## BEGIN

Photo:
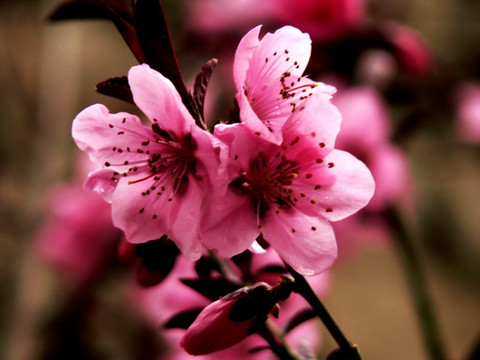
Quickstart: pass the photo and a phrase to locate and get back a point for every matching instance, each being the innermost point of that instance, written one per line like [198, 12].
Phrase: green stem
[303, 288]
[417, 284]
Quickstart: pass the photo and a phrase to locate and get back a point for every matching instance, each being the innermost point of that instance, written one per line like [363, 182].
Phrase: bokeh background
[47, 75]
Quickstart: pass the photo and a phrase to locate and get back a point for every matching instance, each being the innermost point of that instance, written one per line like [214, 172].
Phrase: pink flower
[215, 15]
[412, 52]
[322, 19]
[468, 112]
[362, 108]
[155, 175]
[386, 161]
[269, 81]
[288, 193]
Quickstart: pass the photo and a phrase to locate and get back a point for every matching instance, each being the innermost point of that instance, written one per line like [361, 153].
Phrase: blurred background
[48, 73]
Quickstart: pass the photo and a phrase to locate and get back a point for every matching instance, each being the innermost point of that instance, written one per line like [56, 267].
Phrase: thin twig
[417, 284]
[304, 289]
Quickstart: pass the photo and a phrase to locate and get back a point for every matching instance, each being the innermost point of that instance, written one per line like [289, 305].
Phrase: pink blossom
[412, 52]
[220, 15]
[468, 112]
[288, 193]
[155, 175]
[366, 134]
[77, 236]
[362, 108]
[268, 77]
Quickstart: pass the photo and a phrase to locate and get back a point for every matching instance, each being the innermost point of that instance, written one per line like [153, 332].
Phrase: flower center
[268, 183]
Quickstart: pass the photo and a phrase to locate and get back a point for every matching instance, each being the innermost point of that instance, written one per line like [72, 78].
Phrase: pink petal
[185, 221]
[101, 182]
[139, 216]
[229, 225]
[109, 139]
[243, 55]
[156, 96]
[317, 119]
[268, 76]
[307, 243]
[362, 108]
[352, 189]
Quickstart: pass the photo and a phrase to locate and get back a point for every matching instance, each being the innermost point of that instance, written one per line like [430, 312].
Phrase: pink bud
[229, 320]
[214, 330]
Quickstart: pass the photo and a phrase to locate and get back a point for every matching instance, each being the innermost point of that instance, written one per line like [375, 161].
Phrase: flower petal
[306, 243]
[229, 225]
[101, 182]
[109, 139]
[156, 96]
[352, 189]
[139, 216]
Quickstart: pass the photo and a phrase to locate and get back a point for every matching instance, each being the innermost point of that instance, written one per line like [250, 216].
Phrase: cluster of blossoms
[274, 176]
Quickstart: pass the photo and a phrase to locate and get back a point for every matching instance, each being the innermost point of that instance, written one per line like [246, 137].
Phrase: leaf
[212, 289]
[182, 320]
[116, 87]
[79, 9]
[201, 84]
[298, 319]
[157, 48]
[257, 349]
[124, 20]
[116, 10]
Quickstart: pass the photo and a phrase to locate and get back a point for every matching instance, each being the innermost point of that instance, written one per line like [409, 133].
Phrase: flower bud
[230, 319]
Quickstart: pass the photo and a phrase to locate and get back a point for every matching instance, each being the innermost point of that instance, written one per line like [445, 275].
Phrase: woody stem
[277, 345]
[303, 288]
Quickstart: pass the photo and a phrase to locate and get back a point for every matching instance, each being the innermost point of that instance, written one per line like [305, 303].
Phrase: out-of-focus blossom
[288, 193]
[268, 76]
[221, 15]
[322, 19]
[78, 236]
[411, 51]
[468, 112]
[155, 175]
[377, 68]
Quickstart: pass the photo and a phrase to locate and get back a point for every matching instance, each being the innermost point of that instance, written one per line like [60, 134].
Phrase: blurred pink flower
[155, 175]
[322, 19]
[220, 15]
[268, 76]
[366, 134]
[78, 236]
[411, 51]
[287, 193]
[468, 112]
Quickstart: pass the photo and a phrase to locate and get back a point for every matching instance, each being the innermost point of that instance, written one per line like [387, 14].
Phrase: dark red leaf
[79, 9]
[298, 319]
[116, 87]
[212, 289]
[156, 45]
[183, 320]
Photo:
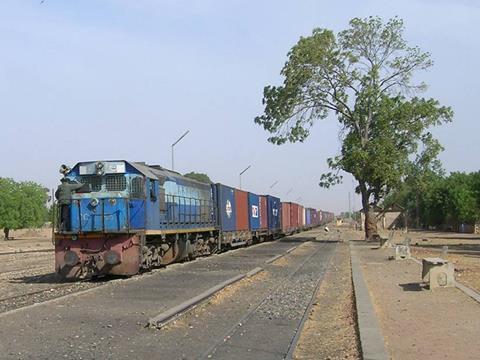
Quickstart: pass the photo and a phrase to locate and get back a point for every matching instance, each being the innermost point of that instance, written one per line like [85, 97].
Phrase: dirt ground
[330, 331]
[27, 240]
[463, 251]
[418, 323]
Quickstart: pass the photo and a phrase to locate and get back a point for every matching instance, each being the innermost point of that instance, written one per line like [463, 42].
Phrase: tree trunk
[417, 210]
[370, 218]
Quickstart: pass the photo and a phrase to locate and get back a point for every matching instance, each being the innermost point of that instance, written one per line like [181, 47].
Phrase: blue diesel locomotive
[130, 216]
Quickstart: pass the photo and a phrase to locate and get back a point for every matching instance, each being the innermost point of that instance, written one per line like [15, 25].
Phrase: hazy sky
[117, 79]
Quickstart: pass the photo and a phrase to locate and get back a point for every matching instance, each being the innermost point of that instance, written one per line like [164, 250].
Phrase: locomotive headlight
[111, 257]
[100, 168]
[71, 258]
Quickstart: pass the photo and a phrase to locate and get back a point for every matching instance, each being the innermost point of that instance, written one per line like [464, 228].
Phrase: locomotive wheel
[185, 250]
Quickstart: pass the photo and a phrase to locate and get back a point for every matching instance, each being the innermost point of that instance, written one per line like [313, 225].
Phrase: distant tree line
[435, 199]
[22, 205]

## END

**Objective**.
Format all the rows above as a Markdown table with the columns Number and Line, putting each non-blank line in its own numbered entry. Leave out the pictures.

**Full output**.
| Number | Line |
|---|---|
| 1 | Photo: |
| 2 | Quickstart: pass the photo and a phrase to locate and get back a point for every matching instance, each being the innermost point of that instance, written one per line like [198, 12]. |
| 3 | Phrase: green stem |
| 4 | [303, 288] |
| 5 | [417, 284] |
| 6 | Quickstart: pass the photo and a phrase to locate and get back a point for every matching instance, each being the innermost point of that instance, written one per line like [363, 182]. |
| 7 | Phrase: bokeh background |
| 8 | [47, 75] |
| 9 | Quickstart: pass the photo and a phrase to locate and get back a point for every matching instance, each being the innermost point of that instance, written one per line like [214, 172]. |
| 10 | Phrase: pink flower |
| 11 | [215, 15] |
| 12 | [412, 52] |
| 13 | [322, 19] |
| 14 | [468, 112] |
| 15 | [362, 108] |
| 16 | [155, 175] |
| 17 | [386, 161] |
| 18 | [269, 81] |
| 19 | [288, 193] |
| 20 | Quickstart: pass the photo and a phrase to locate and get back a point for every matching instance, each being the innermost point of that instance, written one per line like [361, 153]. |
| 21 | Phrase: blurred background |
| 22 | [48, 73] |
| 23 | Quickstart: pass the photo and a phrase to locate and get back a point for every matching instance, each being the innermost point of that instance, written one per line like [56, 267]. |
| 24 | Phrase: thin twig |
| 25 | [417, 284] |
| 26 | [304, 289] |
| 27 | Quickstart: pass the photo and a phrase to locate and get back a point for every matching instance, each being the innermost point of that instance, written one per line like [289, 305]. |
| 28 | Phrase: pink blossom |
| 29 | [412, 52] |
| 30 | [220, 15] |
| 31 | [468, 112] |
| 32 | [288, 193] |
| 33 | [155, 175] |
| 34 | [366, 134] |
| 35 | [77, 236] |
| 36 | [362, 108] |
| 37 | [268, 77] |
| 38 | Quickstart: pass the photo and a phrase to locate and get back a point for every matching instance, each being the innermost point of that instance, written one per line like [153, 332]. |
| 39 | Phrase: flower center |
| 40 | [268, 183] |
| 41 | Quickstart: pass the photo and a phrase to locate and get back a point for every matching instance, each being the innermost point of that instance, written one per line like [72, 78]. |
| 42 | Phrase: pink petal |
| 43 | [185, 221] |
| 44 | [101, 182] |
| 45 | [139, 216] |
| 46 | [229, 225] |
| 47 | [109, 139] |
| 48 | [243, 55] |
| 49 | [156, 96] |
| 50 | [317, 119] |
| 51 | [268, 76] |
| 52 | [307, 243] |
| 53 | [362, 108] |
| 54 | [352, 189] |
| 55 | Quickstart: pass the photo and a phrase to locate and get back a point for every matching instance, each being the innermost point of that instance, written one per line like [430, 312]. |
| 56 | Phrase: pink bud |
| 57 | [229, 320] |
| 58 | [214, 330] |
| 59 | Quickstart: pass the photo and a phrase to locate and get back a point for every matching instance, each being the innermost point of that instance, written one per line like [375, 161]. |
| 60 | Phrase: flower petal |
| 61 | [306, 243] |
| 62 | [229, 225] |
| 63 | [101, 182] |
| 64 | [109, 139] |
| 65 | [156, 96] |
| 66 | [352, 189] |
| 67 | [139, 216] |
| 68 | Quickstart: pass the photo and a phrase to locate and get back a point for every matching instance, each being the innermost point of that instance, written one per line like [250, 216]. |
| 69 | Phrase: cluster of blossoms |
| 70 | [274, 176] |
| 71 | Quickstart: pass the photo and a phrase to locate and get back a point for every matching instance, each being the innermost point of that instance, written one per line like [246, 137]. |
| 72 | Phrase: leaf |
| 73 | [212, 289] |
| 74 | [182, 320] |
| 75 | [116, 87] |
| 76 | [79, 9] |
| 77 | [201, 84] |
| 78 | [298, 319] |
| 79 | [157, 48] |
| 80 | [257, 349] |
| 81 | [124, 20] |
| 82 | [116, 10] |
| 83 | Quickstart: pass the photo and a phrase to locate and get back a point for every matching instance, each being the innermost point of that instance, written one per line like [409, 133]. |
| 84 | Phrase: flower bud |
| 85 | [230, 319] |
| 86 | Quickstart: pass the photo and a phrase to locate and get back a point for every matching instance, each being the innermost point of that instance, written one per line like [445, 275]. |
| 87 | Phrase: woody stem |
| 88 | [277, 345] |
| 89 | [303, 288] |
| 90 | Quickstart: pass the photo and a phrase to locate and get back a point for every matching instance, each being the innermost point of that instance, written one per line like [305, 303]. |
| 91 | Phrase: out-of-focus blossom |
| 92 | [288, 193] |
| 93 | [268, 76] |
| 94 | [221, 15] |
| 95 | [322, 19] |
| 96 | [78, 236] |
| 97 | [411, 51] |
| 98 | [468, 112] |
| 99 | [155, 175] |
| 100 | [377, 68] |
| 101 | Quickstart: pass the photo and a phrase to locate and get back a point for every matching instance, each being the innermost point of that instance, written one per line like [60, 134]. |
| 102 | Phrase: blurred pink flower |
| 103 | [155, 175] |
| 104 | [322, 19] |
| 105 | [220, 15] |
| 106 | [268, 76] |
| 107 | [366, 134] |
| 108 | [78, 236] |
| 109 | [411, 51] |
| 110 | [287, 193] |
| 111 | [468, 112] |
| 112 | Quickstart: pass the photo and a phrase to locate and get back a point for every matching instance, each being the innermost point of that instance, written one per line like [387, 14]. |
| 113 | Phrase: dark red leaf |
| 114 | [79, 9] |
| 115 | [298, 319] |
| 116 | [116, 87] |
| 117 | [212, 289] |
| 118 | [156, 45] |
| 119 | [183, 320] |
| 120 | Photo: |
| 121 | Quickstart: pass the photo and a phrase to locate and get back a point for every matching instance, each being the innermost point of that instance, written one per line like [85, 97]. |
| 122 | Phrase: dirt ground |
| 123 | [330, 331] |
| 124 | [27, 240] |
| 125 | [463, 251] |
| 126 | [418, 323] |
| 127 | Quickstart: pass the photo and a phrase to locate and get back a point for every matching instance, each being the innermost point of that instance, written one per line like [463, 42]. |
| 128 | Phrase: tree trunk |
| 129 | [417, 210] |
| 130 | [370, 218] |
| 131 | Quickstart: pass the photo and a phrase to locate and get back a point for every matching instance, each being the innermost point of that instance, written one per line like [181, 47]. |
| 132 | Phrase: blue diesel locomotive |
| 133 | [130, 216] |
| 134 | Quickstart: pass the photo and a phrase to locate and get back a point for every matching instance, each being the innermost point of that instance, written one per line like [15, 25]. |
| 135 | Phrase: hazy sky |
| 136 | [117, 79] |
| 137 | Quickstart: pass the photo and a phrase to locate and get back a point for every matching instance, each being the innermost point of that instance, written one per line like [164, 250]. |
| 138 | Phrase: locomotive headlight |
| 139 | [111, 257] |
| 140 | [100, 168] |
| 141 | [71, 258] |
| 142 | Quickstart: pass the photo and a phrase to locate and get back a point for every matching instance, each being the innermost point of that instance, written one per line like [464, 228]. |
| 143 | Phrase: locomotive wheel |
| 144 | [185, 250] |
| 145 | Quickstart: pass the photo and a phrase to locate and get back a point for every matching instance, each being the innermost point of that instance, written one per line like [313, 225]. |
| 146 | Phrase: distant tree line |
| 147 | [435, 199] |
| 148 | [22, 205] |